* START *

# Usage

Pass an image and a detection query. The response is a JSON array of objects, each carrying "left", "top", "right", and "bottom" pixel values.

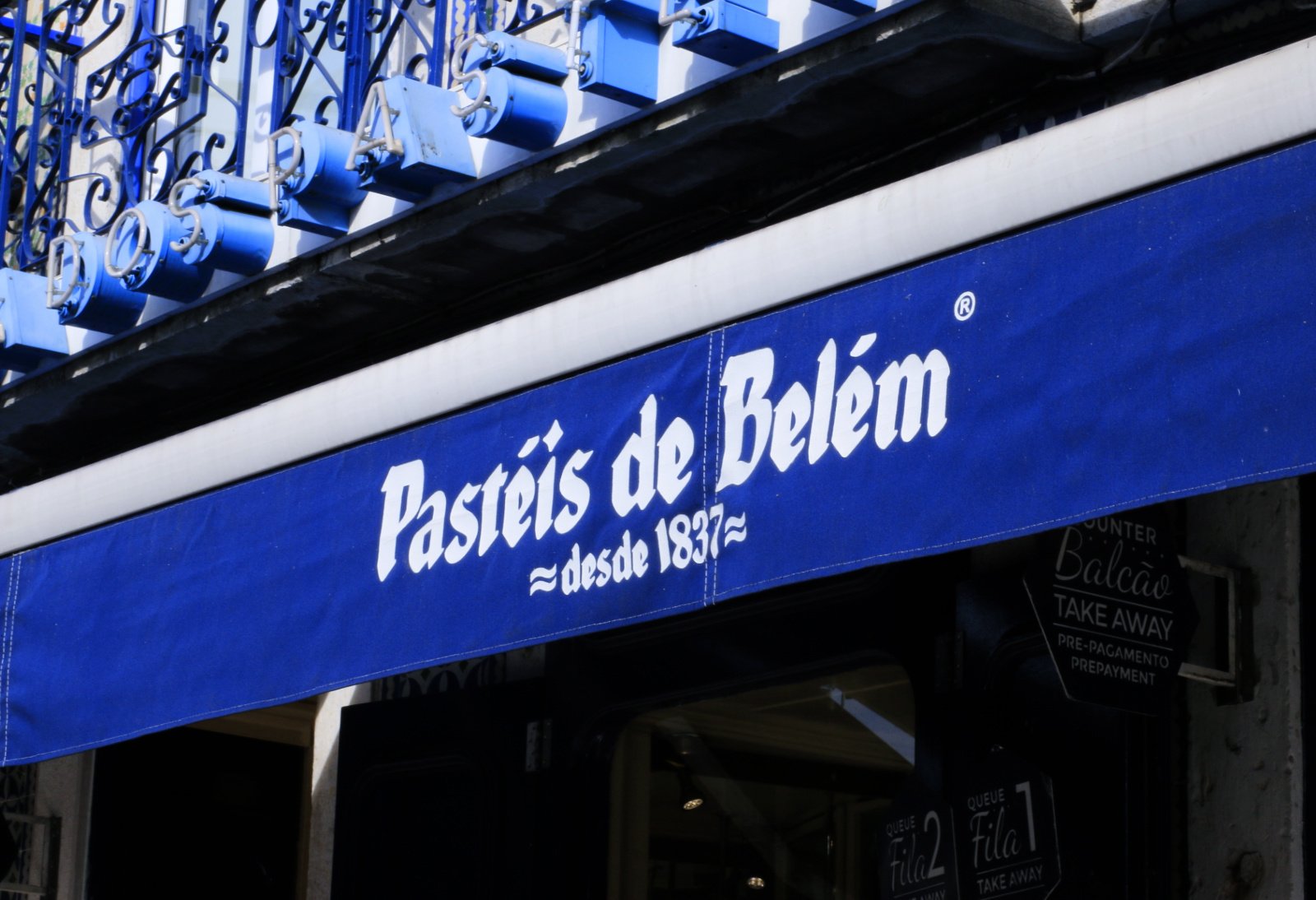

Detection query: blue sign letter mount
[{"left": 0, "top": 137, "right": 1316, "bottom": 764}]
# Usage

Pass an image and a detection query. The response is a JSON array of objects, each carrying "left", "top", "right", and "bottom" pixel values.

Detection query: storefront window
[{"left": 608, "top": 665, "right": 915, "bottom": 900}]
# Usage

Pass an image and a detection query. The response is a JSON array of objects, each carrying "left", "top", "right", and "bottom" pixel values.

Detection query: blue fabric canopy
[{"left": 0, "top": 137, "right": 1316, "bottom": 764}]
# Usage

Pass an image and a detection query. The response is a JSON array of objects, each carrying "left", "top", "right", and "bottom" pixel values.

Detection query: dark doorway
[{"left": 87, "top": 727, "right": 304, "bottom": 900}]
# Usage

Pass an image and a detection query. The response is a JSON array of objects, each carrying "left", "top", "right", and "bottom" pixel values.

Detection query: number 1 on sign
[{"left": 1015, "top": 782, "right": 1037, "bottom": 852}]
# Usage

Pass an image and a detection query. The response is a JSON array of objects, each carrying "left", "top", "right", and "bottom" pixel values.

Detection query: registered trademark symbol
[{"left": 956, "top": 290, "right": 978, "bottom": 321}]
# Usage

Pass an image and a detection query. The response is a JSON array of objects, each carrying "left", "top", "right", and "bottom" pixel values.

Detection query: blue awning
[{"left": 0, "top": 137, "right": 1316, "bottom": 764}]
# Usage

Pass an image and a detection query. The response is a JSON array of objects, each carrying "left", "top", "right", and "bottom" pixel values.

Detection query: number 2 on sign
[{"left": 654, "top": 503, "right": 724, "bottom": 573}]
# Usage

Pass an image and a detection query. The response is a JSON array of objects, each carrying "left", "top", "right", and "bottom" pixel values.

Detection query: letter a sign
[{"left": 1024, "top": 508, "right": 1198, "bottom": 716}]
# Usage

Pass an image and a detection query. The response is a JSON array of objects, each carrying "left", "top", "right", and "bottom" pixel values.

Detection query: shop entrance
[{"left": 87, "top": 727, "right": 305, "bottom": 900}]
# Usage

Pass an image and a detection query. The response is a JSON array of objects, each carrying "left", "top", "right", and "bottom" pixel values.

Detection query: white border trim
[{"left": 0, "top": 39, "right": 1316, "bottom": 554}]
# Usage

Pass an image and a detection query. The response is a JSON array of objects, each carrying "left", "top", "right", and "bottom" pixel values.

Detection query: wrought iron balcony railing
[{"left": 0, "top": 0, "right": 554, "bottom": 270}]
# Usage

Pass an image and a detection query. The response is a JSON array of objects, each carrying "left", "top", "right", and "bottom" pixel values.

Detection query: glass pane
[{"left": 609, "top": 665, "right": 915, "bottom": 900}]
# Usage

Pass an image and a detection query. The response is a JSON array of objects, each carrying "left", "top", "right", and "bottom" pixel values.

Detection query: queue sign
[
  {"left": 952, "top": 750, "right": 1061, "bottom": 900},
  {"left": 1024, "top": 509, "right": 1198, "bottom": 714},
  {"left": 878, "top": 786, "right": 959, "bottom": 900}
]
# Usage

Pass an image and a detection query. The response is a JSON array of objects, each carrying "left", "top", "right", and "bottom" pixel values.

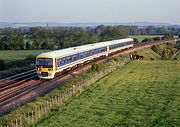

* END *

> **BRIEF**: Pull out every line in the entries above that contains the string "letter", copying each one in full.

> **OUTPUT OF THE TASK**:
Detection query: blue sign letter mount
Detection query: letter a sign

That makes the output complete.